Cultivó la amistad con la misma pasión con la que ejerció el buen humor. Era un placer escucharlo contar anécdotas como la de aquella vez cuando, siendo muchacho, tuvo que tocar para Yupanqui y recibió como devolución una de sus proverbiales sentencias: “Pensar que con mucho menos trabajo, usted podría haber hecho una zamba”. Fue también un exponente de aquella clase acomodada porteña para la cual la cultura estaba tanto en los libros como en las cosas que lo circundaban. Aprendió tanto de Juan Carlos Paz, que lo llevaba al Colón de pequeño, como de las peñas de su amigo Adolfo Abalos.

Si bien su carácter irreverente le impidió ser parte del establishment de la música argentina, en los últimos años se multiplicaron los reconocimientos a su obra: hubo homenajes como el del encuentro Músicas de Provincia, en 2006, donde terminó tocando a cuatro manos con Oscar Alem; se reeditaron discos como Así nos gusta, de 1969, donde se lo escucha con un seleccionado de talentos como Astor Piazzolla, Hugo Díaz, Oscar Cardozo Ocampo, Domingo Cura, Antonio Agri, Cacho Tirao y Oscar Alem; se publicaron grabaciones encontradas como los tres volúmenes de Folkloreishons. Así había bautizado su amigo Hugo Díaz a aquellas interminables veladas musicales que Lagos propiciaba, y de esas folklorei-shons podían participar Piazzolla, Vinicius de Moraes o Dorival Caymmi.

En su casa de Recoleta no había grandes lujos ni ostentaciones. Había, sí, un rincón cerca de su piano Erard, donde atesoraba una cantidad de casetes, LP y CD de todos los géneros, que cada tanto ordenaba y reordenaba con primorosa dedicación. Su esposa, María Rosa, era la paciente encargada de hacer aparecer ese disco que sistemáticamente se hacía invisible cuando el Negro lo buscaba. Quien llegara a esa casa era invitado, a modo de bienvenida, a compartir una escucha que podía ir de Santiago del Estero a Nueva York, con escala en Brasil, guiado por la erudición musical de Lagos. Afectado por el Parkinson, en el último tiempo había dejado de tocar el piano. Pero, cada tanto, algún joven músico inquieto, de esos que se acercaban a pedirle consejo o simplemente a compartir la música, le pedía que tocara para él. Entonces volvía aquel Negro Lagos, y al frente de su piano era capaz de emocionar y emocionarse.

_TAREA 1_.
Reproduce del texto sobre Lagos todo lo que va desde "Cultivó la amistad" hasta "amigo Adolfo Abalos.".

_LAS ENTRADAS_.
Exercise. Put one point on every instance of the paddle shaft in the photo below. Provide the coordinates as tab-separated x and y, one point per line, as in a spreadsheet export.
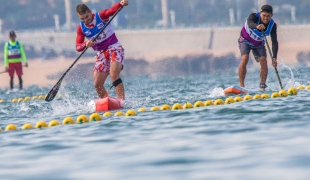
51	95
270	53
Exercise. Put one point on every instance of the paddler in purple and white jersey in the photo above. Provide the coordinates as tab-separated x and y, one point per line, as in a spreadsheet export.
110	53
252	38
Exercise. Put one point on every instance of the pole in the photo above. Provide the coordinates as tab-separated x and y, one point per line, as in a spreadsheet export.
165	14
68	14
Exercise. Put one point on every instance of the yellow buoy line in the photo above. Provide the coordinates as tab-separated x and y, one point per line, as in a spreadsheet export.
27	98
97	117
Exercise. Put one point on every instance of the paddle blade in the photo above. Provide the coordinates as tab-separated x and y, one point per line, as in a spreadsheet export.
52	94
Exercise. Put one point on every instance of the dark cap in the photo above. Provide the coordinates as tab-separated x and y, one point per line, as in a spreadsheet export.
12	33
267	8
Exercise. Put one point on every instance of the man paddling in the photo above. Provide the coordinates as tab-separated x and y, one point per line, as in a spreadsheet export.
110	53
13	53
252	38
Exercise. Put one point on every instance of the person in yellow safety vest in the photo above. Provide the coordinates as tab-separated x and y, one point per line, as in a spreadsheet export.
13	53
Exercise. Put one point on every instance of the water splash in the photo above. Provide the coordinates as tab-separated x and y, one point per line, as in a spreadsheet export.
216	92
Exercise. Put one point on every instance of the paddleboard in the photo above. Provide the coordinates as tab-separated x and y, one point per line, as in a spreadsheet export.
108	104
235	90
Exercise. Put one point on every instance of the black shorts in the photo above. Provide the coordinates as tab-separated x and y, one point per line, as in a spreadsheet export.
245	48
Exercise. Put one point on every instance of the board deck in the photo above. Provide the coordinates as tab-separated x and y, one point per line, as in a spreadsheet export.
108	104
235	90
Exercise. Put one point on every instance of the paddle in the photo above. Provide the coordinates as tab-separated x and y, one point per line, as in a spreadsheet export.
270	53
51	95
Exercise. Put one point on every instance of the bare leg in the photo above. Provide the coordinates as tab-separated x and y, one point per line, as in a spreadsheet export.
263	70
242	68
115	70
99	79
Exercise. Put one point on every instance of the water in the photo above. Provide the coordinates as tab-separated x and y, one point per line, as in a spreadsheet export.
259	139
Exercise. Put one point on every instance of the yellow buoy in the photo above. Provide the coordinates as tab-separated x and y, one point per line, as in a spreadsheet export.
199	104
68	120
27	98
209	103
107	114
119	113
229	100
238	99
292	91
218	102
283	93
142	110
301	87
187	105
131	112
165	107
81	119
27	126
257	96
247	98
155	108
41	124
275	95
177	106
53	123
95	117
265	96
11	127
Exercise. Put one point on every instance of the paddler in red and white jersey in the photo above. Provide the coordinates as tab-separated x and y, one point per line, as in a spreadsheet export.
110	53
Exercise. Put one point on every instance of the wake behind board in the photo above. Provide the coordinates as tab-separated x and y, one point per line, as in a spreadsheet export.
235	90
108	104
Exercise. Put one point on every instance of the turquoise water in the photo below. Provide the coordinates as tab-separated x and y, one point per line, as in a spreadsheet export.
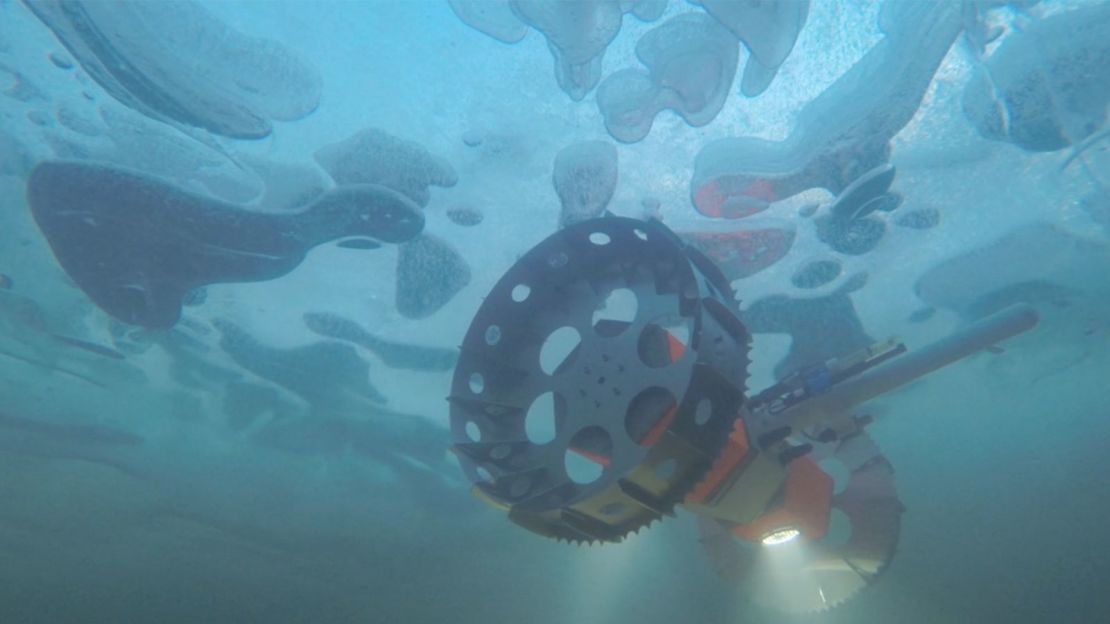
244	464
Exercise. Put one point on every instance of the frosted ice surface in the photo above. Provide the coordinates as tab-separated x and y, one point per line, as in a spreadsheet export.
690	62
375	157
1046	87
147	56
585	177
768	29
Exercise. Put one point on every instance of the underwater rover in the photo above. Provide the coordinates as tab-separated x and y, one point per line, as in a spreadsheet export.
602	384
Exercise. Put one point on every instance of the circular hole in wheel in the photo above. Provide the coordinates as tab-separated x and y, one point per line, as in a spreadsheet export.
616	312
521	486
473	432
543	418
649	413
557	260
476	383
558	350
587	455
521	292
703	412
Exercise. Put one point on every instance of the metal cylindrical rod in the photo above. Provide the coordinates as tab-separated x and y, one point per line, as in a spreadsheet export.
916	363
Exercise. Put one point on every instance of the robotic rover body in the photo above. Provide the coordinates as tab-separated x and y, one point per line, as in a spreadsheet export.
603	383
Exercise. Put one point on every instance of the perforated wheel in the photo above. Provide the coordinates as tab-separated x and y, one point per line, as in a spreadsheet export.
598	380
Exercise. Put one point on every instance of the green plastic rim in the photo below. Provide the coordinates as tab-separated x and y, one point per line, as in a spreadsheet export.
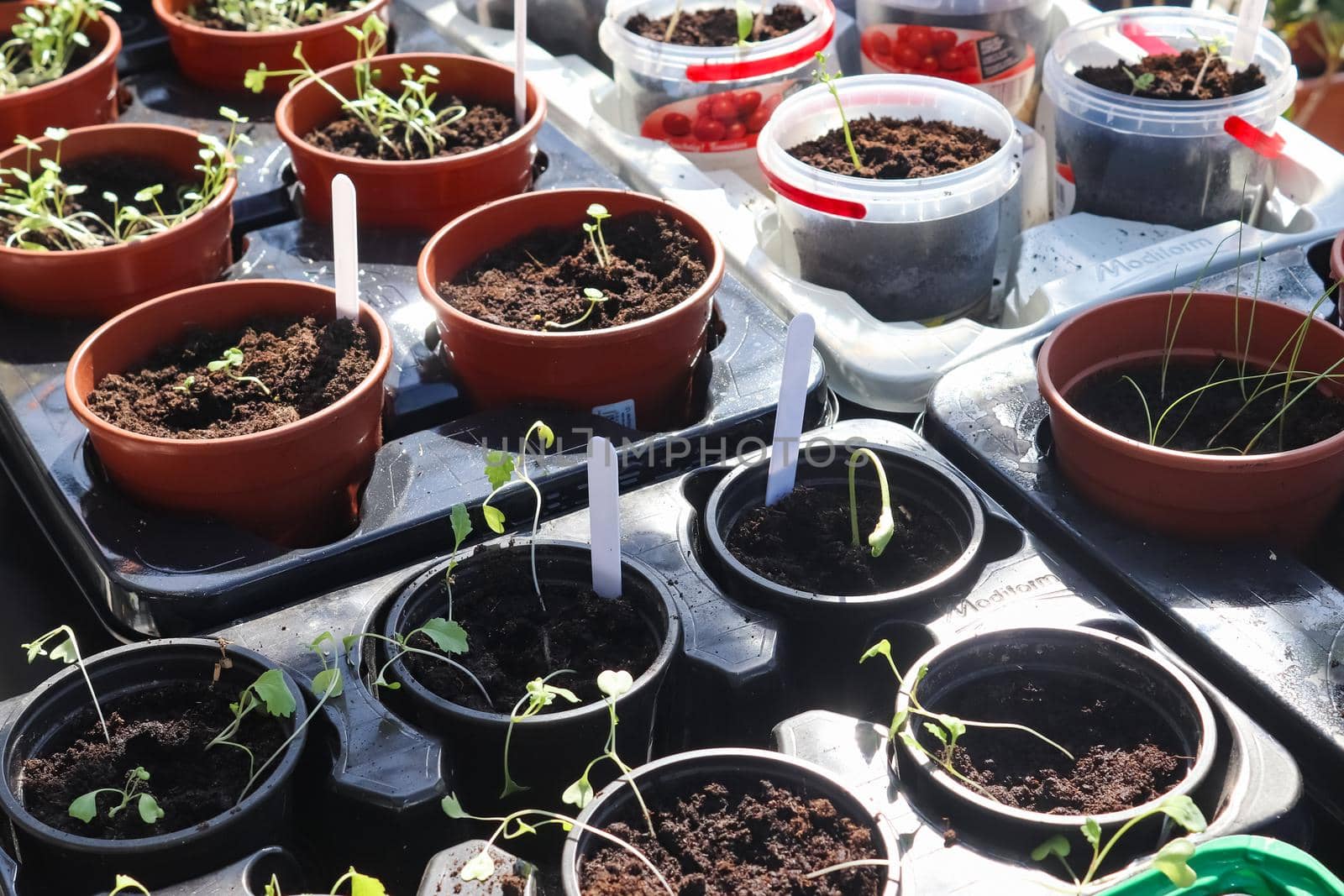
1250	866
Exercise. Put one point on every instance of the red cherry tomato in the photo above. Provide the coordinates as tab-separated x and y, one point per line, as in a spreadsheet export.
676	125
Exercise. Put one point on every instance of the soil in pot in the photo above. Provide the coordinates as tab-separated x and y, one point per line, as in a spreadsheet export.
719	842
512	640
1179	76
304	364
120	175
1124	754
718	27
806	542
480	127
539	280
1216	418
165	730
898	148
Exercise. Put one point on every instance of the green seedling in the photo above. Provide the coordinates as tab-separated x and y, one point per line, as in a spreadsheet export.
67	652
407	123
481	867
541	694
595	298
501	468
828	78
50	217
948	730
880	535
1173	859
85	808
45	39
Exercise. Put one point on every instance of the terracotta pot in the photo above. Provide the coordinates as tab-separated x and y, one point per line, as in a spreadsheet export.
423	194
101	282
85	96
1283	496
296	484
648	363
219	60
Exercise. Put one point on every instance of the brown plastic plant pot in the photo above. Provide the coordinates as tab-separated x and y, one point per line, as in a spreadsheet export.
84	96
296	484
649	363
1284	496
423	194
101	282
219	60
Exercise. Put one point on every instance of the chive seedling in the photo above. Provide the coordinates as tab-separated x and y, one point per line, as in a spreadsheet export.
1173	859
67	652
87	806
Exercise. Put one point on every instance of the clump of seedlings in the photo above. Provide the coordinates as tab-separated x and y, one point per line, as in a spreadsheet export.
49	207
412	121
46	40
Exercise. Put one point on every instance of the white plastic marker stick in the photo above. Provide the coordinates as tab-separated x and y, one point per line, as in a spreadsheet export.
346	248
604	519
1249	24
788	416
519	60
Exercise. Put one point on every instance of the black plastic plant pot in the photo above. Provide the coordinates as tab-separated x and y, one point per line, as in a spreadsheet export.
913	481
1089	668
60	708
548	752
665	781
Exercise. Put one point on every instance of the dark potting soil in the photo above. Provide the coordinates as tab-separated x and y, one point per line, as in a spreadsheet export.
1175	76
481	127
512	640
1126	755
120	175
307	367
806	542
656	264
898	148
761	841
718	27
163	730
1112	402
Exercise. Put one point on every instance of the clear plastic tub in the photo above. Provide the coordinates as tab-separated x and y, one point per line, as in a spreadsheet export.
710	102
906	250
992	45
1156	160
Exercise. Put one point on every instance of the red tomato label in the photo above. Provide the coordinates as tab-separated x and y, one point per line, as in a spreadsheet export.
718	123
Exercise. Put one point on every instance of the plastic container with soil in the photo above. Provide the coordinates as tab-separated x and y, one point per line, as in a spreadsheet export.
87	94
991	45
219	58
421	194
514	637
638	360
701	93
104	281
917	249
161	708
1179	486
1137	727
296	483
748	819
1163	161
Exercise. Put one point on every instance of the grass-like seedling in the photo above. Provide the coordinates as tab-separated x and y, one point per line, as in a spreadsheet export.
541	694
407	123
1173	859
45	40
67	652
50	217
87	808
947	728
823	76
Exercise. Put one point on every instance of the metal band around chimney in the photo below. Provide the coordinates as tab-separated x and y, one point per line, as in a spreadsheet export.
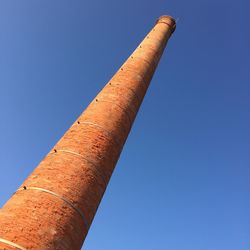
86	159
7	242
122	84
101	128
120	107
60	197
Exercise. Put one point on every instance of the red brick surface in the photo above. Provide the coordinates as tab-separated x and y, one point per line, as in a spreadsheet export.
78	168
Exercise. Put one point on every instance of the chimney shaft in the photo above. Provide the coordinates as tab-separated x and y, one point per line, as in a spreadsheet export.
54	207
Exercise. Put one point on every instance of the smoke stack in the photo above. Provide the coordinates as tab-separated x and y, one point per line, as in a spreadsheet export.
54	207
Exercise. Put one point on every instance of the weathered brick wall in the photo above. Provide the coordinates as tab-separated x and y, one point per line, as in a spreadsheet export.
54	207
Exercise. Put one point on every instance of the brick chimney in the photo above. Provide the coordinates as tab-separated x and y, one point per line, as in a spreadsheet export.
54	207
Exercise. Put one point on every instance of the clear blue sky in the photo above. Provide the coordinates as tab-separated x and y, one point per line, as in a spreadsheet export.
183	180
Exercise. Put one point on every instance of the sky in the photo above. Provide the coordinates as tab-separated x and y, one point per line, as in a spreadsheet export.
182	181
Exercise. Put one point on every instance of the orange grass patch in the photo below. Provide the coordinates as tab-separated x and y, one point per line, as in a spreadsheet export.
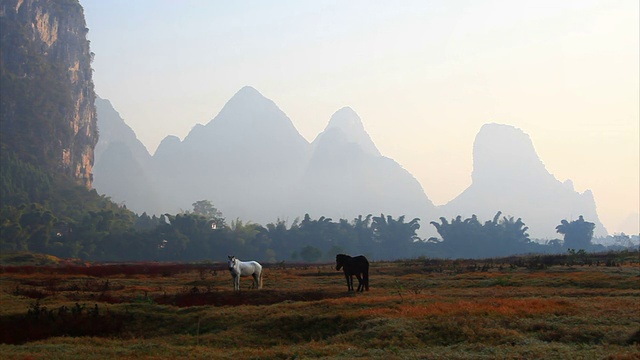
493	307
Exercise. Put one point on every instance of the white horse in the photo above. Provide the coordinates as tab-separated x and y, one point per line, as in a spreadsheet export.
239	268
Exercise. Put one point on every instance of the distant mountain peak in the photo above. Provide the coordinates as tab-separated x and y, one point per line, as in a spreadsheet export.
347	121
504	153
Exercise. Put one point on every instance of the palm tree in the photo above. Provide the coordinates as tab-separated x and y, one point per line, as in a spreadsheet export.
577	234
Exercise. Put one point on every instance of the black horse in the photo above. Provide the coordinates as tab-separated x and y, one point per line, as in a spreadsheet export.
358	266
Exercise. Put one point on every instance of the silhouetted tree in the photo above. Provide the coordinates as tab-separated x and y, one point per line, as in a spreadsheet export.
577	233
393	236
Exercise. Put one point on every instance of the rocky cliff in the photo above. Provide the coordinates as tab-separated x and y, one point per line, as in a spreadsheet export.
48	114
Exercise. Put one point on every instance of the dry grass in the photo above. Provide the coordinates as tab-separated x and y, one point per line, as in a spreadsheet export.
457	312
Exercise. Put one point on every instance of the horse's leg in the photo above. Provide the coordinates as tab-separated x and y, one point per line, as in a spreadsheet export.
360	283
365	277
256	281
348	284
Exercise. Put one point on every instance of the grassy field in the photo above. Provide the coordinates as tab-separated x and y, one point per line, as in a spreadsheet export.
555	307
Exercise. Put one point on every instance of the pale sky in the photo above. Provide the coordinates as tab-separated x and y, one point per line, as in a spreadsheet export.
423	76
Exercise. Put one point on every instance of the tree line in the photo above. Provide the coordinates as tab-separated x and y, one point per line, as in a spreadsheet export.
115	234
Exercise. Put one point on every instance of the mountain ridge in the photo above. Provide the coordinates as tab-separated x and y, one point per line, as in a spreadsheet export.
264	174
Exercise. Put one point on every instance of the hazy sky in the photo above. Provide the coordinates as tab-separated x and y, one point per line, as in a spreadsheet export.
424	76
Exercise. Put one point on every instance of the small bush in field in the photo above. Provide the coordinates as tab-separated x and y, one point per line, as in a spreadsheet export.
41	322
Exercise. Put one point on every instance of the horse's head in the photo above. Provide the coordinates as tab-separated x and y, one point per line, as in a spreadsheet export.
232	262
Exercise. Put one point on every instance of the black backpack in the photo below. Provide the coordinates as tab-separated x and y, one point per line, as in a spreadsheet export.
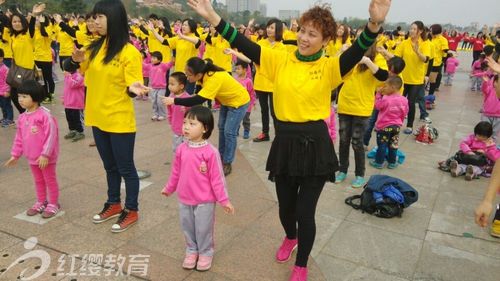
388	208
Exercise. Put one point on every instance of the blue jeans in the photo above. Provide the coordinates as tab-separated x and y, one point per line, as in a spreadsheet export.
387	140
229	121
369	129
117	155
7	110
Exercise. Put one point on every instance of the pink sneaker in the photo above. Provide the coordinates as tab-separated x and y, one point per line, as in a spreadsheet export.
286	249
299	273
204	263
190	261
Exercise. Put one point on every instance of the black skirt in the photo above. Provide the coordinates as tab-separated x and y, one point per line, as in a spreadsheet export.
302	149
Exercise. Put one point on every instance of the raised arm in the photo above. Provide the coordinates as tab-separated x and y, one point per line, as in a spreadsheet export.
237	40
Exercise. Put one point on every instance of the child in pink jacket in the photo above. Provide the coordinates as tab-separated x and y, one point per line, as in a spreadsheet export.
451	68
491	106
37	139
198	178
73	99
392	109
175	113
478	143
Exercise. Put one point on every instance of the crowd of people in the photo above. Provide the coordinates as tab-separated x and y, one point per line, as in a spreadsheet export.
313	78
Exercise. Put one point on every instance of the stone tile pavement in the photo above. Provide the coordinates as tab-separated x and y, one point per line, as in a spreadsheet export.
427	243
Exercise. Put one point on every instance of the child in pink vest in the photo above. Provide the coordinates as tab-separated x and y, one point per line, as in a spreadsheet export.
451	67
491	106
198	179
73	100
177	87
480	142
392	109
158	83
5	105
38	140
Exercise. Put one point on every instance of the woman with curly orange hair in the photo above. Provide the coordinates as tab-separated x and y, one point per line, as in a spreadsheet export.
302	156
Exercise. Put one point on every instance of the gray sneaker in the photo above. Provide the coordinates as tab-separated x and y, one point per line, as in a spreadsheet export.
70	135
78	136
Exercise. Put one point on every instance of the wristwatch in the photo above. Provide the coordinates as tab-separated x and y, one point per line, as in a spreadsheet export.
376	22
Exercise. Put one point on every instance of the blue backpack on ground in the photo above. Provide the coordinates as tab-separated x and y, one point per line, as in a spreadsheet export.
384	197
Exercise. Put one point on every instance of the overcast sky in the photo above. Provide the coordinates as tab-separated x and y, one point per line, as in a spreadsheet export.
459	12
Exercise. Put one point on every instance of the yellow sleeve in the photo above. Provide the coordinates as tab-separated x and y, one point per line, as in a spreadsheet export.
172	42
132	65
210	87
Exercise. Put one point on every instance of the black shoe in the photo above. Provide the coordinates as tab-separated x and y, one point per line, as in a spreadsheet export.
227	169
261	137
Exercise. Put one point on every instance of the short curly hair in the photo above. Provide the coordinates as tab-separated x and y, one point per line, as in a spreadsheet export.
320	16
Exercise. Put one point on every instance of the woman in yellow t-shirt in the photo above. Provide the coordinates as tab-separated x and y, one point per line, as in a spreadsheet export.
262	85
302	155
185	44
22	34
113	72
218	84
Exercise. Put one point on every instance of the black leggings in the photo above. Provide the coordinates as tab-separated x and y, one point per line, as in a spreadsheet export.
266	103
297	199
46	67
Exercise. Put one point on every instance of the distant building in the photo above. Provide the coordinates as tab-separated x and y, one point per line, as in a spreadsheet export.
234	6
289	14
263	10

_TAREA 2_.
Devuelve todas las líneas de las entradas en las que aparezca la palabra "distant".

_RESPUESTA ESCRITA 1_.
Cultivó la amistad con la misma pasión con la que ejerció el buen humor. Era un placer escucharlo contar anécdotas como la de aquella vez cuando, siendo muchacho, tuvo que tocar para Yupanqui y recibió como devolución una de sus proverbiales sentencias: “Pensar que con mucho menos trabajo, usted podría haber hecho una zamba”. Fue también un exponente de aquella clase acomodada porteña para la cual la cultura estaba tanto en los libros como en las cosas que lo circundaban. Aprendió tanto de Juan Carlos Paz, que lo llevaba al Colón de pequeño, como de las peñas de su amigo Adolfo Abalos.

_RESPUESTA ESCRITA 2_.
Exercise. Put one point on every instance of the distant mountain peak in the photo above. Provide the coordinates as tab-separated x and y, one point per line, as in a spreadsheet export.
Exercise. Put one point on every instance of the distant building in the photo above. Provide the coordinates as tab-separated x and y, one point per line, as in a spreadsheet export.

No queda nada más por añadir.